Government is planning to carry out a medicinal cannabis pilot programme following the legalisation for the production of the plant in April this year.
The legalisation of the production of marijuana was done through Statutory Instrument 62 of 2018 (Dangerous Drugs – Production of Cannabis for Medicinal and Scientific Use Regulations).
According to various researches, the medical use of cannabis is believed to reduce pain and suffering in patients who do not respond to the usual treatment procedures.
As a result, a medicinal cannabis pilot programme will be established in Zimbabwe soon.
The Minister of Health and Child Care, Dr David Parirenyatwa, confirmed the developments.
“The purpose of the pilot project on medical cannabis farming is to establish a safe framework for the use of cannabis in the healthcare system,” he explained.
However, Dr Parirenyatwa could not pre-empt the timeline for the pilot study.
“The pilot study will be carried out soon,” he added.
Legalisation of medicinal cannabis in Zimbabwe makes it the second country in Southern Africa to cultivate the plant after Lesotho, which made the first move last year signaling a wider shift toward more liberal policies.
Until recently, it has been illegal to grow, possess or use cannabis in Zimbabwe with offenders facing up to 12 years imprisonment.

> **MATERIAL SHOWN**:
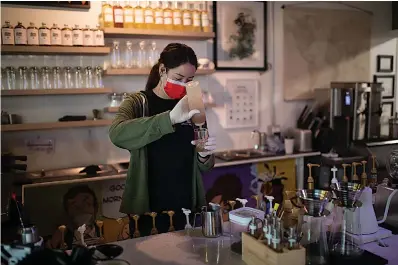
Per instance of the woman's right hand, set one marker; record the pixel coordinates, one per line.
(181, 113)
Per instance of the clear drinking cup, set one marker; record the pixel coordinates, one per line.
(201, 136)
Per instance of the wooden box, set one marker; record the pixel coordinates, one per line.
(255, 252)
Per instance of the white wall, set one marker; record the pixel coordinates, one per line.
(75, 147)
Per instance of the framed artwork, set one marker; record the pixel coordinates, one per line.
(385, 63)
(388, 82)
(240, 35)
(242, 111)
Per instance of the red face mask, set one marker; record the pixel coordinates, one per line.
(175, 89)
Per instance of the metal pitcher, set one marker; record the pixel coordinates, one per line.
(211, 220)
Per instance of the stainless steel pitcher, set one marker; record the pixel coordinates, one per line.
(211, 219)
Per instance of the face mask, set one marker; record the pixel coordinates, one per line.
(175, 89)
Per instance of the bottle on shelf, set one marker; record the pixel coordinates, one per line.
(204, 17)
(168, 16)
(117, 15)
(77, 39)
(148, 15)
(158, 13)
(139, 16)
(107, 14)
(20, 34)
(177, 16)
(187, 17)
(33, 34)
(128, 15)
(56, 35)
(67, 36)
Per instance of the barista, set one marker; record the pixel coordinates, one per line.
(154, 126)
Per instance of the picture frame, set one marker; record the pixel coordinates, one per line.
(388, 82)
(385, 63)
(238, 48)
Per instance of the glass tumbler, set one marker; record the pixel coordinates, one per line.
(201, 136)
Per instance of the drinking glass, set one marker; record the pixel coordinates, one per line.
(201, 136)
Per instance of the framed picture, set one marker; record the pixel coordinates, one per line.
(385, 63)
(240, 35)
(388, 82)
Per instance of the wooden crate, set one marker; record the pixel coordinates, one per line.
(255, 252)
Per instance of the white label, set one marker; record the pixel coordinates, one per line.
(118, 15)
(33, 38)
(99, 38)
(88, 38)
(56, 37)
(67, 38)
(77, 37)
(20, 36)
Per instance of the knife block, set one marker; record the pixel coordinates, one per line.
(255, 252)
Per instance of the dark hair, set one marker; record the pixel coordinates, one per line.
(174, 55)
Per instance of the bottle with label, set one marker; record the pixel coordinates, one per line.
(148, 16)
(196, 20)
(204, 17)
(128, 15)
(117, 15)
(107, 14)
(20, 34)
(77, 33)
(139, 16)
(168, 16)
(67, 36)
(177, 16)
(99, 37)
(44, 35)
(158, 13)
(187, 17)
(33, 34)
(56, 35)
(88, 36)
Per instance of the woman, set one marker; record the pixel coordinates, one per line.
(154, 126)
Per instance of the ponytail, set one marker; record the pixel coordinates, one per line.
(154, 78)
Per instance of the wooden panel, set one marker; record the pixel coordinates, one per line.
(156, 34)
(53, 125)
(11, 49)
(39, 92)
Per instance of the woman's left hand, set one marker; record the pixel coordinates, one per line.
(210, 146)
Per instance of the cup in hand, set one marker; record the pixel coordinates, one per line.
(201, 136)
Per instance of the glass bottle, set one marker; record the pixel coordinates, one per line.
(204, 17)
(148, 16)
(196, 20)
(115, 55)
(20, 34)
(67, 36)
(7, 34)
(139, 16)
(177, 16)
(107, 14)
(187, 17)
(77, 39)
(168, 16)
(117, 15)
(33, 34)
(128, 14)
(158, 13)
(88, 36)
(44, 35)
(56, 35)
(99, 39)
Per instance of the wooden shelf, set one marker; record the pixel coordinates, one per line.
(63, 50)
(145, 71)
(61, 91)
(53, 125)
(156, 34)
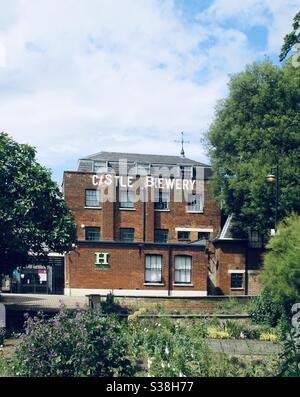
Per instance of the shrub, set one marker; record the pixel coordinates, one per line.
(214, 333)
(268, 336)
(289, 360)
(80, 343)
(233, 328)
(2, 335)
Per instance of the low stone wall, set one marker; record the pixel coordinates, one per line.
(181, 305)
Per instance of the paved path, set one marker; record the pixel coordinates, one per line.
(34, 302)
(243, 347)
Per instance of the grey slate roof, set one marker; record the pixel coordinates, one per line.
(144, 158)
(229, 231)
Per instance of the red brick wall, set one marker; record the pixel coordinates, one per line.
(110, 218)
(126, 267)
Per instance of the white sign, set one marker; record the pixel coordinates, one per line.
(2, 316)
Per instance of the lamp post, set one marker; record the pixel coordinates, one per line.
(271, 178)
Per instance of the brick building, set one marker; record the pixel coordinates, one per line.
(147, 225)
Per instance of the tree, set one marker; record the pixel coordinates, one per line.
(291, 38)
(33, 215)
(256, 127)
(281, 269)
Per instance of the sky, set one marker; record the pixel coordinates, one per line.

> **TASK DETAILS**: Could you resume the news report on Zimbabwe's planned medicinal cannabis pilot program, picking up after its last sentence? The rows aren't needed here.

> **ANSWER TO THIS PROBLEM**:
The term medical marijuana refers to using the whole, unprocessed marijuana plant or its basic extracts to treat symptoms of illness and other conditions.
According to the National Institutes of Health, people have used marijuana plant or its basic extracts to treat symptoms of illness and other conditions since time immemorial.
Based on the cumulative scientific evidence thus far, it is clear that marijuana is like a gold mine for biomedical discoveries, with a potential to yield a number of health-promoting products.
Dr Parirenyatwa goes on to add that after the pilot study is concluded, guidelines will then be formulated.
“As part of the pilot programme, healthcare guidelines will be prepared, including general guidance on the patient groups and possible therapeutic indications,” he said.
“However, guidelines for marijuana farming will be formulated at the conclusion of the pilot study and we anticipate the guidelines to be available soon.”
In the interim, Government has, since the legalisation, experienced a stampede from local and foreign companies wishing to venture into cannabis farming.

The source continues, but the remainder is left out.